*TASK*: Pick out every line in the records below that contains the word "ridge", and copy each of those lines. Case counts.

*DATASET RECORDS*:
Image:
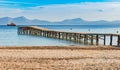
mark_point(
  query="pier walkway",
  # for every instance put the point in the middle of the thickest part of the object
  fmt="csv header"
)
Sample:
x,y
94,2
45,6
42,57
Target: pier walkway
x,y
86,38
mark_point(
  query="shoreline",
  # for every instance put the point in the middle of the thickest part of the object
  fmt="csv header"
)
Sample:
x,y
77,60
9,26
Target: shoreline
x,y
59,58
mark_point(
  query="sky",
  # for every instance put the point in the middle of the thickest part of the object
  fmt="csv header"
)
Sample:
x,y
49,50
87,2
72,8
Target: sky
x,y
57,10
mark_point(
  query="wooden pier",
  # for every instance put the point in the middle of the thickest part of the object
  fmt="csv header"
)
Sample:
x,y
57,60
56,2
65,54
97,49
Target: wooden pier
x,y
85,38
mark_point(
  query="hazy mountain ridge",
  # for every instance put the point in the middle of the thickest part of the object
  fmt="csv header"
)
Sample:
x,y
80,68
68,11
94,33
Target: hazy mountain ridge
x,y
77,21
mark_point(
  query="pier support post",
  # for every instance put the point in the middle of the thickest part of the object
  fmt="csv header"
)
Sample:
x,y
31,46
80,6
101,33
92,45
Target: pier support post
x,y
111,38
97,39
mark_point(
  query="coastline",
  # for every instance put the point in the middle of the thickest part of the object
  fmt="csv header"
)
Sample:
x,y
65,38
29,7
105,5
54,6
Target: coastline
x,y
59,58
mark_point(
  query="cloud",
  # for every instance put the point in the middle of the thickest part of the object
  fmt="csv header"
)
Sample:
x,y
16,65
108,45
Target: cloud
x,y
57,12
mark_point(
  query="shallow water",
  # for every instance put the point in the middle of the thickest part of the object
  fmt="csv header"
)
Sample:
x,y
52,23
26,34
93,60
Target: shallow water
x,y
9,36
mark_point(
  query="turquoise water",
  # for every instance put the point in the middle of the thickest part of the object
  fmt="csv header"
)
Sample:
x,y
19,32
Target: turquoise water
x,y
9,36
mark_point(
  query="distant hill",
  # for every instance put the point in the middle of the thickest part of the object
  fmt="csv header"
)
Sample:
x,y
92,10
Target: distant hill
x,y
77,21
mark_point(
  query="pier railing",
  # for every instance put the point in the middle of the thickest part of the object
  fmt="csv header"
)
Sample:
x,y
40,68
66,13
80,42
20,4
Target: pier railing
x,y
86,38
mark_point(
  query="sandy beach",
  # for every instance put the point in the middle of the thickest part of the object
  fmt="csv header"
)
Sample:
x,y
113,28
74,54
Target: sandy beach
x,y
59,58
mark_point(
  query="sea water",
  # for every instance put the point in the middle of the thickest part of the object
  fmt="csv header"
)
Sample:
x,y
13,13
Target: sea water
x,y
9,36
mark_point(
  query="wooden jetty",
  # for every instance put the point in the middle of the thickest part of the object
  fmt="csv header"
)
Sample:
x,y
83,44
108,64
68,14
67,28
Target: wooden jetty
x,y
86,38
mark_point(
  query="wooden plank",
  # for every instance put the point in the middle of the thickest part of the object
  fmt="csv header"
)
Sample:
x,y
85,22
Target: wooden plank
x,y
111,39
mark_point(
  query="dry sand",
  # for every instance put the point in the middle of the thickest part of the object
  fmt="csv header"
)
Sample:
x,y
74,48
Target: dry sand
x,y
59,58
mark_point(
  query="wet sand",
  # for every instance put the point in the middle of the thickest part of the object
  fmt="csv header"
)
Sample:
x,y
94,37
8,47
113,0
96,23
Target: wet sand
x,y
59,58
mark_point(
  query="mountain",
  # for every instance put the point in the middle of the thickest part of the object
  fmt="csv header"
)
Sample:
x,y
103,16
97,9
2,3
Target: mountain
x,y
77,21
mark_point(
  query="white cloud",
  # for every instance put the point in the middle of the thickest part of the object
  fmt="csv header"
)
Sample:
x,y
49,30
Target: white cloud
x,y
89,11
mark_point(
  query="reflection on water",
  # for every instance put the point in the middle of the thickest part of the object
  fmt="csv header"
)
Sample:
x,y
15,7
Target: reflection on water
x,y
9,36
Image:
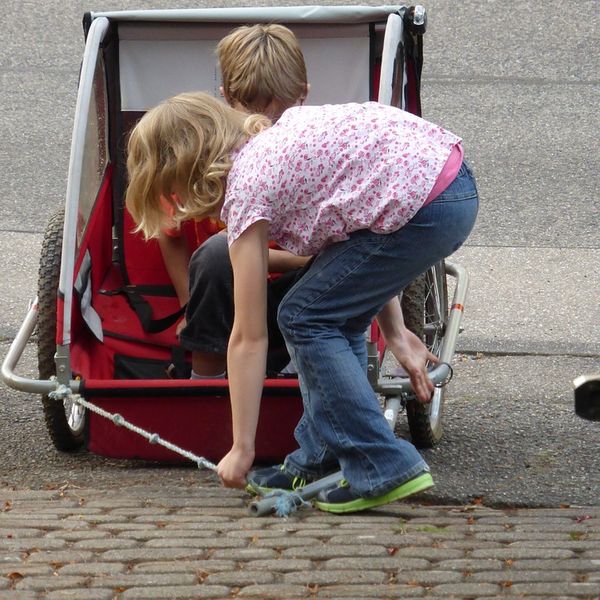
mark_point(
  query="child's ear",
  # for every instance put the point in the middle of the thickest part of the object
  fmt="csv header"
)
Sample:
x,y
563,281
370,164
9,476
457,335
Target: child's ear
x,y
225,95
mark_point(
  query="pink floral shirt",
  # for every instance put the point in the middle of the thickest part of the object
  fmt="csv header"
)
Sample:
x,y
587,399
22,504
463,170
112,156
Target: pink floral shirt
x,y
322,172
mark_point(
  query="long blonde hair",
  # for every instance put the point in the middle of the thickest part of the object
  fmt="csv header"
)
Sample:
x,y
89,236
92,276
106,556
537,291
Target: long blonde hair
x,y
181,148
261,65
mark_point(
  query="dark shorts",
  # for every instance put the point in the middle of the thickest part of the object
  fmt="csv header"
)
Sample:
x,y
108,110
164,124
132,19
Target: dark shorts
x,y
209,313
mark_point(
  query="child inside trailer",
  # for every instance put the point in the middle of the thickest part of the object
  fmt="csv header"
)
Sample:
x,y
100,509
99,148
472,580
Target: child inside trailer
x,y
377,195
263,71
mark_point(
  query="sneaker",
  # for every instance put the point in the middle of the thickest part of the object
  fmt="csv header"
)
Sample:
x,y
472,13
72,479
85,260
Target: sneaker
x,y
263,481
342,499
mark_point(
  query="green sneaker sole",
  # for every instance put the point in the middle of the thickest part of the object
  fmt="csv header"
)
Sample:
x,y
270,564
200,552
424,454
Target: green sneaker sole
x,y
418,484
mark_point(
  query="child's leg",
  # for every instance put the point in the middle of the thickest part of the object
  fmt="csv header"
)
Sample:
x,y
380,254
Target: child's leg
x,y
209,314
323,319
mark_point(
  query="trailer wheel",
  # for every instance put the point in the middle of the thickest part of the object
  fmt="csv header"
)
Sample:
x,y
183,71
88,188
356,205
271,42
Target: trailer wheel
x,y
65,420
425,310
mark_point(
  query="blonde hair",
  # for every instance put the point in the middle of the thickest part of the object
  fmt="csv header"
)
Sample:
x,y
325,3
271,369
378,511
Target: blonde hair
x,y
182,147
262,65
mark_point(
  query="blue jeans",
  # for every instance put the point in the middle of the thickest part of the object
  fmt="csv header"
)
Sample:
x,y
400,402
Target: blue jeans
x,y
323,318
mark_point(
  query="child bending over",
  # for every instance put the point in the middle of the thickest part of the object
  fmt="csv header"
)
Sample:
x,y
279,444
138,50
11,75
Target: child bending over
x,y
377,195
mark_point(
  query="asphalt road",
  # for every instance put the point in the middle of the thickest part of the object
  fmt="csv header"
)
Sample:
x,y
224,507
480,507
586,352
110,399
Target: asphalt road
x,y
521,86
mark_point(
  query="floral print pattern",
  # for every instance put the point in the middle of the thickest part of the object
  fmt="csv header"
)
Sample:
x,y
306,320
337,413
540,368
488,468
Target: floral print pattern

*OUTPUT FOR THIS TASK*:
  query="hazy mountain ridge",
Target: hazy mountain ridge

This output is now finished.